# EmotionNet Challenge

## EmotionNet Challenge

The results of the 2017 EmotioNet Challenge are now available

Research groups and companies that have designed or are developing algorithms for the analysis of facial expressions are encouraged to participate in the FIRST facial expression recognition in the wild challenge. The competition has two tracks. You may decide to participate in a single track or in both tracks.

## Track 1. Recognition of AUs in the wild

This track requires the identification of 11 action units (AUs). The AUs included in the challenge are: 1, 2, 4, 5, 6, 9, 12, 17, 20, 25 and 26.

Training data: The EmotioNet database (release 1.1) includes 950,000 images with annotated AUs. These were annotated with the algorithm described in [1]. You can train your system using this set. You can also use any other annotated dataset you wish to train your system. This set was recently used to train a variety of classifiers, including a deep network [3].

Verification data: We also include 25,000 manually annotated AUs. Use this system to see how well your algorithm works and to set the parameters of your approach.

Testing data: A week before the challenge deadline, participants will be provided with a large (previously unseen) test image set, which will be used to evaluate participant's algorithms. Participants will have to submit a file with their solutions before the deadline to be considered in the challenge.

Supplied data:
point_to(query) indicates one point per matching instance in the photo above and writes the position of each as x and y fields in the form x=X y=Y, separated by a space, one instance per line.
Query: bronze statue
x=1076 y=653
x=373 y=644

Written task 1:
According to the EmotioNet Challenge page, how many images with annotated AUs are in release 1.1 of the EmotioNet database?
Written task 2:
Carry the EmotioNet Challenge page on past its final sentence.
The data shown here was taken from a source unrelated to the EmotioNet Challenge page.

Exercise result 1:
950,000 images.

Exercise result 2:
Evaluation: Identification accuracy of AUs will be measured using two criteria - accuracy and F-scores. Algorithms will then be classified from first (best) to last based on an ordinal ranking of their performance on the recognition of each AU as well as the mean of each criterion. Formally, these criteria are defined as follows.

Accuracy is a measurement of closeness to the true value. We will compute recognition accuracy of each AU, i.e., $accuracy_i$ corresponds to the accuracy of your algorithm in identifying that an image has AU i active/present, with i= 1, 2, 4, 5, 6, 9, 12, 17, 20, 25, 26. Formally,

$accuracy_i=\frac{\sum \mbox{true positives}+\sum \mbox{true negatives}}{\sum \mbox{total population}}$

where $\mbox{true positives}_i$ are AU $i$ instances correctly identified in the test images, $\mbox{true negatives}_i$ are images correctly labeled as not having AU $i$ active/present, and total population is the total number of test images.

The mean accuracy is $accuracy= m^{-1}\sum accuracy_i$ , and the standard deviation is $\sigma^2=m^{-1} \sum(accuracy_i-accuracy)^2$ , where $m$ is the number of AUs.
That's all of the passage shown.